Reliable PubSub

In the last post I told you about two new features I recently pushed to both ZeroMQ and NetMQ. Last post was about the manual subscription feature. In this post I will create a reliable pubsub using the new Welcome Message feature.

I will use NetMQ through out the post but everything apply to ZeroMQ as well.

ZeroMQ guide has a great chapter on pubsub including reliable pubsub, however I will tackle a different problem, how to make sure the subscriber is always connected to a publisher (and also to the closest one).

Welcome Message

Welcome message is pretty simple, when welcome message is set on a publisher (must be of type XPub) the publisher will send a welcome message to each new subscriber. So the first message subscriber receive will be the welcome message. Subscriber must subscribe to the welcome message before trying to connect.

To set the welcome message with ZeroMQ you need to call zmq_setsockopt with ZMQ_XPUB_WELCOME_MSG and the welcome message.

Following is small example of setting welcome message with NetMQ:

using (var context = NetMQContext.Create())

What you will do: Quote the full post on reliable pubsub word for word. The listing that comes next is separate material and has no connection to the post on reliable pubsub.

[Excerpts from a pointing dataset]
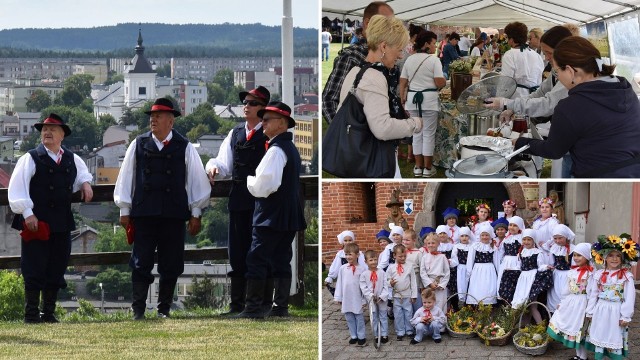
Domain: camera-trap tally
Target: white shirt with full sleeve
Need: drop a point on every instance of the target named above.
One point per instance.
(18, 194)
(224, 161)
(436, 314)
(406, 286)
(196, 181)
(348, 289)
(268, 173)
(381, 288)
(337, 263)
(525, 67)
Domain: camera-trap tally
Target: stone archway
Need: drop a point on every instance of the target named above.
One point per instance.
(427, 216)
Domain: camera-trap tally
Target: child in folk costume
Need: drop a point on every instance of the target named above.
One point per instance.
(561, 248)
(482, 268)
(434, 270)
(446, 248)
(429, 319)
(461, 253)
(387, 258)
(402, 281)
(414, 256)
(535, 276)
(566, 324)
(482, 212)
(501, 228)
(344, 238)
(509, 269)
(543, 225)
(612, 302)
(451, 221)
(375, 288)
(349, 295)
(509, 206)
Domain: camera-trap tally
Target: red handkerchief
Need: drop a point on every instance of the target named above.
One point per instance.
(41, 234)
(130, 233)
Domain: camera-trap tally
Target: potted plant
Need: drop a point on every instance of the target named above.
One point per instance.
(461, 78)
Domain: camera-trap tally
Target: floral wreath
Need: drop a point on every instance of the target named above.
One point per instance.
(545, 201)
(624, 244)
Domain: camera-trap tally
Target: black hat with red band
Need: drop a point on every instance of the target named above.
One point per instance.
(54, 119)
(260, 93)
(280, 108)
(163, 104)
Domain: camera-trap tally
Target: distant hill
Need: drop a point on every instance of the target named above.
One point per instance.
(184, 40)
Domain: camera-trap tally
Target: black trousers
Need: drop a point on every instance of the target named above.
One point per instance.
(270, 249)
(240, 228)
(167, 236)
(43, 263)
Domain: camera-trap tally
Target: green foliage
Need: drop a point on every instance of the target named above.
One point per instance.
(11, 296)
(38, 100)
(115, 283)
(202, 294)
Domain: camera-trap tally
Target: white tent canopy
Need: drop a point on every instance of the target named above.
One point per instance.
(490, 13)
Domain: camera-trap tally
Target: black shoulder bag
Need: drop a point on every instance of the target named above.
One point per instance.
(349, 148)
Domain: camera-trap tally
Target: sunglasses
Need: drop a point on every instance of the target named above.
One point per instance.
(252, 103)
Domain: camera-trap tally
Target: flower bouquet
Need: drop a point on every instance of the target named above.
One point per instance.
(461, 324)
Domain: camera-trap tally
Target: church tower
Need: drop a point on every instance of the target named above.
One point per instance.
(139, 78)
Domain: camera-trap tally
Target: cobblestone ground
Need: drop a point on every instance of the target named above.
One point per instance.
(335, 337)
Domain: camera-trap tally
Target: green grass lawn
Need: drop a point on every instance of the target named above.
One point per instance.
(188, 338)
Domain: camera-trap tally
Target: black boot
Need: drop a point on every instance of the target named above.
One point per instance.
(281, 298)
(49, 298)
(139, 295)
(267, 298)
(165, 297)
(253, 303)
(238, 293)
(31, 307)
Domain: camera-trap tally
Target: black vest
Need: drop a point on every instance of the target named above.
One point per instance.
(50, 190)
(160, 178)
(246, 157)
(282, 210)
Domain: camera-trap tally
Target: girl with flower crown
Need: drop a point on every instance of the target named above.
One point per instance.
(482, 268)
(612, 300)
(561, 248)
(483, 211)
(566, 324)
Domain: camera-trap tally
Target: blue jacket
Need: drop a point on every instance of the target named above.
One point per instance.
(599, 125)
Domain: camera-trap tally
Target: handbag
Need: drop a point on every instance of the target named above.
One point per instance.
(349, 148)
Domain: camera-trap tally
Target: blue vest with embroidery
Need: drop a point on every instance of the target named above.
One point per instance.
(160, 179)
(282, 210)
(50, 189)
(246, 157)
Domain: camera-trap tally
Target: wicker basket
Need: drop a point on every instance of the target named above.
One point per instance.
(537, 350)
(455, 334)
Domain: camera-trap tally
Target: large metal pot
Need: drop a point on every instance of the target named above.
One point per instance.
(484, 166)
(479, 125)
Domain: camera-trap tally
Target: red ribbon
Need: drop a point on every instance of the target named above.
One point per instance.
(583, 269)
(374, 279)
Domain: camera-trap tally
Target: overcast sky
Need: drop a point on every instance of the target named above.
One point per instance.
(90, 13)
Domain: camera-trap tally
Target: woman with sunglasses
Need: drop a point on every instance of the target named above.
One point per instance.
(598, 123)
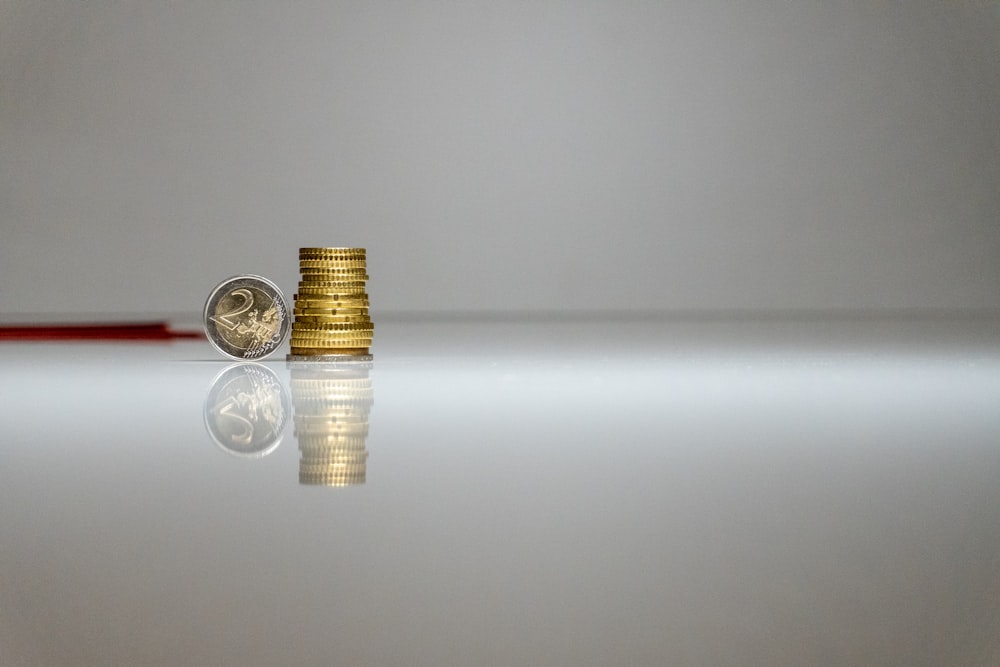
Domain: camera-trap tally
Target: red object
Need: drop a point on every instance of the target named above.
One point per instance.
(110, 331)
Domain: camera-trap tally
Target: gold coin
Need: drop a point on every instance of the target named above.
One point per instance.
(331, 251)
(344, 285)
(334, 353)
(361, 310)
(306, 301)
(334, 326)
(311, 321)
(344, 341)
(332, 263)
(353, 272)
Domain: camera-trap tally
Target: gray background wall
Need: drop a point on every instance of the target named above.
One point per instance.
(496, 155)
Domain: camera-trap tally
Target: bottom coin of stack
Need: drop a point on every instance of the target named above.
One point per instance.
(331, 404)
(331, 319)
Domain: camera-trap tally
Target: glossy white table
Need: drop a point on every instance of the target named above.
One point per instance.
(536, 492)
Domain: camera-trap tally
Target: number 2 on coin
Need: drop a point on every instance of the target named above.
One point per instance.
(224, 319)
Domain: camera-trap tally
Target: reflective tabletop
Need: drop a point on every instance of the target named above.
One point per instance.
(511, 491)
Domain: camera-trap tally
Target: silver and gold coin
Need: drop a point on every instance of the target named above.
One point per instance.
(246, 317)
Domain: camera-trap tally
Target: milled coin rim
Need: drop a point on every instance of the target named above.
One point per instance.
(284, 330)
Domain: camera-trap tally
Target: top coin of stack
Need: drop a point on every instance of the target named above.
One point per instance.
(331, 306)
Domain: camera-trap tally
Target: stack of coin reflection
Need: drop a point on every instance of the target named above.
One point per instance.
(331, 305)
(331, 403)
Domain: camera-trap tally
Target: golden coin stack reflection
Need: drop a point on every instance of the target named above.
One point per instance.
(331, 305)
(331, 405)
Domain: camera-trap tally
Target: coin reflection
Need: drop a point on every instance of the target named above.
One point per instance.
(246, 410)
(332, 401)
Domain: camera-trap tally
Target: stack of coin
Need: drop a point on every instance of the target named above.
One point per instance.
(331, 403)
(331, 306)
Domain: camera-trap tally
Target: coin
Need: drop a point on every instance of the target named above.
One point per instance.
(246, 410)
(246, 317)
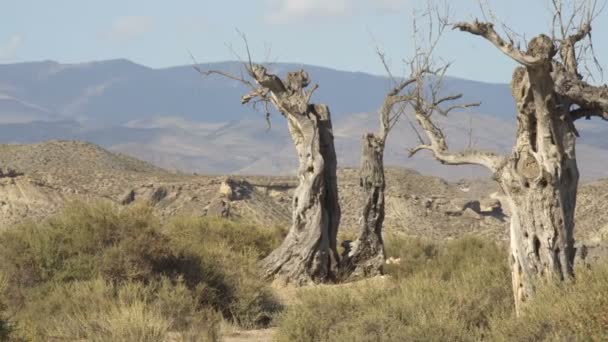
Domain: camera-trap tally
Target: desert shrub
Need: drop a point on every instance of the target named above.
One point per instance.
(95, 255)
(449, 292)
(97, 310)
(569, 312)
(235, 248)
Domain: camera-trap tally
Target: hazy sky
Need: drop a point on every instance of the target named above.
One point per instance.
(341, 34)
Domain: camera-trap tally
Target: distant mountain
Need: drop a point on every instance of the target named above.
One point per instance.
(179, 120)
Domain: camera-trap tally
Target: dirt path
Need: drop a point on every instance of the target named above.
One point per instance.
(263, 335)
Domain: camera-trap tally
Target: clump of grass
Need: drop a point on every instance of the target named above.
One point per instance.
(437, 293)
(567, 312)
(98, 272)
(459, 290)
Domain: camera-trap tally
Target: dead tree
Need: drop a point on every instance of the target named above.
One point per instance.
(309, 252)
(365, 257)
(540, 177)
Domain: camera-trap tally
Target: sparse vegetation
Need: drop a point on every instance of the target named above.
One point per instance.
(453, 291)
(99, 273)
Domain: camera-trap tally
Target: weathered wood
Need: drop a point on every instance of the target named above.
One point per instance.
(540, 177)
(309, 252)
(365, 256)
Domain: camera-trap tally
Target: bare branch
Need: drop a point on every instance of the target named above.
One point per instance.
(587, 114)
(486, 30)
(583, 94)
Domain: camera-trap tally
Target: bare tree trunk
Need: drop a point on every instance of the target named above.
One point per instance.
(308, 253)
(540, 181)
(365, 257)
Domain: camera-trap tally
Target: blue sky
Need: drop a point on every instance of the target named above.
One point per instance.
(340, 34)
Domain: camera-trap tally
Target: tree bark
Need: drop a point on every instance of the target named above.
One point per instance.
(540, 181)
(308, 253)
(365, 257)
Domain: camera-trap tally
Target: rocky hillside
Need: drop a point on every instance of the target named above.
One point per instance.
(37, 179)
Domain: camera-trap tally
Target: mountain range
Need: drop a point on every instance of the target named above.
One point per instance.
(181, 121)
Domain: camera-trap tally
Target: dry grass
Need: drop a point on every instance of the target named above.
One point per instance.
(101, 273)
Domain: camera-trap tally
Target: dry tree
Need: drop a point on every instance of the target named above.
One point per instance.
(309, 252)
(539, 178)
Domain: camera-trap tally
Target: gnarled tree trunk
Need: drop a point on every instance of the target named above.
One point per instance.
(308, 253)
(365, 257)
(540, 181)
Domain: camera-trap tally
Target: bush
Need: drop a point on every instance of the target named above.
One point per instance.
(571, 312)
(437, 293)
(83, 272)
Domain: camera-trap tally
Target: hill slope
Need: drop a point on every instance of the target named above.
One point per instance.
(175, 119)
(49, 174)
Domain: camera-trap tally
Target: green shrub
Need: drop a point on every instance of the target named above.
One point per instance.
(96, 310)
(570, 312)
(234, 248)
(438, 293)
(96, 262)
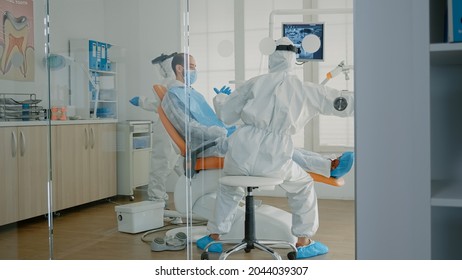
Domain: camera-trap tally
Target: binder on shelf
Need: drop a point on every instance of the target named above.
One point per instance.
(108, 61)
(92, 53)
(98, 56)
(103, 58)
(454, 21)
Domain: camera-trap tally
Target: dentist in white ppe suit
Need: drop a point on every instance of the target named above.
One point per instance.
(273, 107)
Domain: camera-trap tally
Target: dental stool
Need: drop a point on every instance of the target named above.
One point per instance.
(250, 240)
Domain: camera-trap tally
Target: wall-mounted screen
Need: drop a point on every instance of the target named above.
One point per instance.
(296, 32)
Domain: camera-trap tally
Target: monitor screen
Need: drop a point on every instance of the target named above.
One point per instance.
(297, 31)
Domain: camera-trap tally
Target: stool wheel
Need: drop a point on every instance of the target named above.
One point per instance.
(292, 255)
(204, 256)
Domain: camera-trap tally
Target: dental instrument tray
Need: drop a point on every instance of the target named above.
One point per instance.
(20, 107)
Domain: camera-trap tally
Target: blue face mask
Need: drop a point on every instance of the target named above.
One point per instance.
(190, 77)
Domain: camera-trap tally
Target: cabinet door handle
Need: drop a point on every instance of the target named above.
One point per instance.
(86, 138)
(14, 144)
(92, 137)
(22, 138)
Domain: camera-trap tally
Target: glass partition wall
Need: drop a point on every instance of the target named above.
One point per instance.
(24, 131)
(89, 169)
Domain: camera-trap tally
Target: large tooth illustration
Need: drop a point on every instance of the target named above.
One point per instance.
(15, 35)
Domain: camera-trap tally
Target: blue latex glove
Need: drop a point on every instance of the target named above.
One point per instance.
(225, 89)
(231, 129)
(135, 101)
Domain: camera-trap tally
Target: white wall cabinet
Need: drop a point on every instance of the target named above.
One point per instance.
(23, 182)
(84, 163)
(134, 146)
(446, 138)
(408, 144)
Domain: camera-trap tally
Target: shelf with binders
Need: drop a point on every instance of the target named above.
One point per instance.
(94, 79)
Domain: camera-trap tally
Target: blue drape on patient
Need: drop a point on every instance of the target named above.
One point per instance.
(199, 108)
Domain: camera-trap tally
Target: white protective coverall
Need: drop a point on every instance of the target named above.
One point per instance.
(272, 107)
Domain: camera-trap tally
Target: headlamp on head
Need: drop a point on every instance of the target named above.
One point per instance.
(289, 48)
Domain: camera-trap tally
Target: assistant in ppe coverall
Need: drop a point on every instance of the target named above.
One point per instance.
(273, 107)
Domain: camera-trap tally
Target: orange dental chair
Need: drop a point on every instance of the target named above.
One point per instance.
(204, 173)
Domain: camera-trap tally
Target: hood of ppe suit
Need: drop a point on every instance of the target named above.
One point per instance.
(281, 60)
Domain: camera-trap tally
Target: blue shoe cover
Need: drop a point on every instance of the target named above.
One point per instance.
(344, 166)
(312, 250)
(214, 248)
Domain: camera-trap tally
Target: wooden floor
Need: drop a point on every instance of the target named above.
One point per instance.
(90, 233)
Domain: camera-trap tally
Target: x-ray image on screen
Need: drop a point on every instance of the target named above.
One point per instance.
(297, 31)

Full response:
Reliable PubSub

In the last post I told you about two new features I recently pushed to both ZeroMQ and NetMQ. Last post was about the manual subscription feature. In this post I will create a reliable pubsub using the new Welcome Message feature.

I will use NetMQ through out the post but everything apply to ZeroMQ as well.

ZeroMQ guide has a great chapter on pubsub including reliable pubsub, however I will tackle a different problem, how to make sure the subscriber is always connected to a publisher (and also to the closest one).

Welcome Message

Welcome message is pretty simple, when welcome message is set on a publisher (must be of type XPub) the publisher will send a welcome message to each new subscriber. So the first message subscriber receive will be the welcome message. Subscriber must subscribe to the welcome message before trying to connect.

To set the welcome message with ZeroMQ you need to call zmq_setsockopt with ZMQ_XPUB_WELCOME_MSG and the welcome message.

Following is small example of setting welcome message with NetMQ:

using (var context = NetMQContext.Create())